### Passage shown:

* START *

Friday, August 19, 2011

Formatting XFS for optimal performance on RAID10

XFS has terribly bad performance out of the box, especially on large RAID arrays. Unlike ext4, the filesystem needs to be formatted with the right parameters to perform well. If you don't get the parameters right, you need to reformat the filesystem as they can't be changed later.

The 3 main parameters are:
  • agcount: Number of allocation groups
  • sunit: Stripe size (as configured on your RAID controller)
  • swidth: Stripe width (number of data disks, excluding parity / spare disks)
Let's take an example: you have 12 disks configured in a RAID 10 (so 6 pairs of disks in RAID 1, and RAID 0 across the 6 pairs). Let's assume the RAID controller was instructed to use a stripe size of 256k. Then we have:
  • sunit = 256k / 512 = 512, because sunit is in multiple of 512 byte sectors
  • swidth = 6 * 512 = 3072, because in a RAID10 with 12 disks we have 6 data disks excluding parity disks (and no hot spares in this case)
Now XFS internally split the filesystem into "allocation groups" (AG). Essentially an AG is like a filesystem on its own. XFS splits the filesystem into multiple AGs in order to help increase parallelism, because each AG has its own set of locks. My rule of thumb is to create as many AGs as you have hardware threads. So if you have a dual-CPU configuration, with 4 cores with HyperThreading, then you have 2 x 4 x 2 = 16 hardware threads, so you should create 16 AGs.
$ sudo mkfs.xfs -f -d sunit=512,swidth=$((512*6)),agcount=16 /dev/sdb
Warning: AG size is a multiple of stripe width. This can cause performance
problems by aligning all AGs on the same disk. To avoid this, run mkfs with
an AG size that is one stripe unit smaller, for example 182845376.
meta-data=/dev/sdb isize=256 agcount=16, agsize=182845440 blks
= sectsz=512 attr=2
data = bsize=4096 blocks=2925527040, imaxpct=5
= sunit=64 swidth=384 blks
naming =version 2 bsize=4096 ascii-ci=0
log =internal log bsize=4096 blocks=521728, version=2
= sectsz=512 sunit=64 blks, lazy-count=1
realtime =none extsz=4096 blocks=0, rtextents=0
Now from the output above, we can see 2 problems:
  1. There's this warning message we better pay attention to.
  2. The values of sunit and swidth printed don't correspond to what we asked for.
The reason the values printed don't match what we wanted is because they're in multiples of "block size". We can see that bsize=4096, so sure enough the numbers match up: 4096 x 64 = 512 x 512 = our stripe size of 256k.

* END *

### Information provided:
* START *

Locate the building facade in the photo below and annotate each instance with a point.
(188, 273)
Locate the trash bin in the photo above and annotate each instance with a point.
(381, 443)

* END *

### Tasks to perform:
1. Answer these questions from the post on formatting XFS above:
(a) What does the post say you have to do if the formatting parameters aren't right, and why?
(b) In what unit is sunit expressed when it's passed to mkfs?
(c) Why does XFS split the filesystem into multiple allocation groups?
2. In the XFS formatting post, turn the paragraph beginning "Now XFS internally split the filesystem" into a short bulleted list that keeps its main facts.
3. Write the next part of the post on formatting XFS for RAID10, picking up right after its last sentence.

### Outputs in order:
1.
(a) You have to reformat the filesystem, because the parameters can't be changed later.
(b) In multiples of 512-byte sectors.
(c) To help increase parallelism, because each allocation group has its own set of locks.

2.
- XFS internally divides the filesystem into allocation groups (AGs), each essentially a filesystem of its own.
- Using multiple AGs helps increase parallelism, since each AG has its own set of locks.
- Rule of thumb: create as many AGs as there are hardware threads.
- Example: two CPUs with 4 cores each and HyperThreading give 2 x 4 x 2 = 16 hardware threads, so create 16 AGs.

3.
Now let's look at this warning message. It suggests us to use agsize=182845376 instead of agsize=182845440. When we specified the number of AGs we wanted, XFS automatically figured the size of each AG, but then it's complaining that this size is suboptimal. Yay. Now agsize is specified in blocks (so multiples of 4096), but the command line tool expects the value in bytes. At this point you're probably thinking like me: "you must be kidding me, right? Some options are in bytes, some in sectors, some in blocks?!" Yes.

So to make it all work:
$ sudo mkfs.xfs -f -d sunit=512,swidth=$((512*6)),agsize=$((182845376*4096)) /dev/sdb
meta-data=/dev/sdb isize=256 agcount=16, agsize=182845376 blks
= sectsz=512 attr=2
data = bsize=4096 blocks=2925526016, imaxpct=5
= sunit=64 swidth=384 blks
naming =version 2 bsize=4096 ascii-ci=0
log =internal log bsize=4096 blocks=521728, version=2
= sectsz=512 sunit=64 blks, lazy-count=1
realtime =none extsz=4096 blocks=0, rtextents=0
It's critical that you get this right before you start using the filesystem. There's no way to change them later. You might be tempted to try using mount -o remount,sunit=X,swidth=Y, and the command will succeed but do nothing. The only XFS parameter you can change at runtime is nobarrier (see the source code of XFS's remount support in the Linux kernel), which you should use if you have a battery-backup unit (BBU) on your RAID card, although the performance boost seems pretty small on DB-type workloads, even with 512MB of RAM on the controller.

Next post: how much of a performance difference is there when you give XFS the right sunit/swidth parameters, and does this allow XFS to beat ext4's performance.

8 comments:

Tim said...

I think you've got your stripe width wrong - it shouldn't be multiplied by 512. This could be impacting your performance tests you ran subsequently.

Benoit Sigoure said...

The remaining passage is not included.